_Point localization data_
************

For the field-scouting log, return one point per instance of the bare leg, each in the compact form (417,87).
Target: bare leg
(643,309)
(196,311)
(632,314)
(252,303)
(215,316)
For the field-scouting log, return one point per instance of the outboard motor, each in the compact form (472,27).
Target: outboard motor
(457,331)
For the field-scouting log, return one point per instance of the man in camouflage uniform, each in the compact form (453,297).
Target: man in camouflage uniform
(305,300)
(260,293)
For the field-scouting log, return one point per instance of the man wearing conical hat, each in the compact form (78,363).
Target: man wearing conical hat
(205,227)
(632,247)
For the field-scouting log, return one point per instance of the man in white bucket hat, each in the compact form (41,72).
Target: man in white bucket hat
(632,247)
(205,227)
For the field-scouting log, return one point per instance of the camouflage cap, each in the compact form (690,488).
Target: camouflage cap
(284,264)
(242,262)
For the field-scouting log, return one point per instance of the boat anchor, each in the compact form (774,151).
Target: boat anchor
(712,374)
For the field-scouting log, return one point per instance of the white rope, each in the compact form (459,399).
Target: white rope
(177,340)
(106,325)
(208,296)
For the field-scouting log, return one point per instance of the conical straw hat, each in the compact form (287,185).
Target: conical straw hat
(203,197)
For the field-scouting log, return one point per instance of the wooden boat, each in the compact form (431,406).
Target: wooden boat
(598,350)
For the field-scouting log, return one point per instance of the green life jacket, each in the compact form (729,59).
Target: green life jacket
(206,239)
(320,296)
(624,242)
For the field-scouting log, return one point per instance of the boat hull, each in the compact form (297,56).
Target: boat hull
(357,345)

************

_Exercise goal_
What you return must match the entries exactly, word for word.

_Problem solution_
For the field-scouting log, return one point per instance of the bare leg, each in the compact form (417,87).
Target: bare leg
(643,309)
(196,311)
(632,314)
(252,303)
(215,316)
For the field-scouting log, return one point per instance of the outboard motor, each in the compact form (472,27).
Target: outboard motor
(457,331)
For the field-scouting log, return one point per instance of the man in camouflage uniform, each in the compact form (453,297).
Target: man in camouflage uniform
(305,300)
(260,293)
For the field-scouting log, return one point per instance of the man wearing conical hat, each in the compact form (78,363).
Target: man wearing conical hat
(205,227)
(632,247)
For the field-scouting log, return one point per instance of the man in white bucket hat, each in the compact form (41,72).
Target: man in white bucket hat
(632,247)
(205,227)
For the field-scouting log, return one point per instance of the camouflage cap, each in the compact form (690,488).
Target: camouflage cap
(284,264)
(242,262)
For the field-scouting log, return one point per instance of the boat anchor, each in the compact form (774,151).
Target: boat anchor
(712,374)
For the field-scouting log, return one point per instance of the white rope, each in the compact form (459,399).
Target: white rope
(177,340)
(106,325)
(208,296)
For the field-scouting log, return one point per instance of the conical straw hat, each in the compact form (287,185).
Target: conical straw hat
(203,197)
For the field-scouting log, return one point per instance of the wooden boat, each in the compact form (431,406).
Target: wooden boat
(598,350)
For the field-scouting log, return one point per instance of the green life jacket, each in the compact form (729,59).
Target: green life jacket
(206,239)
(320,296)
(624,242)
For the field-scouting log, return one point per instance of the boat hull, each in the compact form (297,56).
Target: boat hull
(357,345)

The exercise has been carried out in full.